* [Directive]:
Copy the whole listing below word for word, leaving out the pictures.

(Rows from a pointing dataset)
◆ ◆ ◆ ◆ ◆

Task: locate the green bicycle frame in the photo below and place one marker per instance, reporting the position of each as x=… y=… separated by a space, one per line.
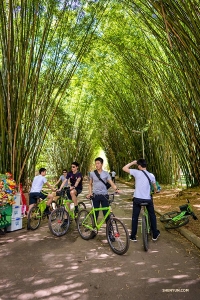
x=42 y=205
x=70 y=212
x=145 y=213
x=179 y=217
x=92 y=212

◆ ◆ ◆ ◆ ◆

* [Output of the task]:
Task: locate the green bicycle frame in the photo below and place one marker per instance, reporting the position of each as x=… y=… separated by a space, one per line.
x=42 y=205
x=70 y=212
x=145 y=213
x=179 y=217
x=92 y=212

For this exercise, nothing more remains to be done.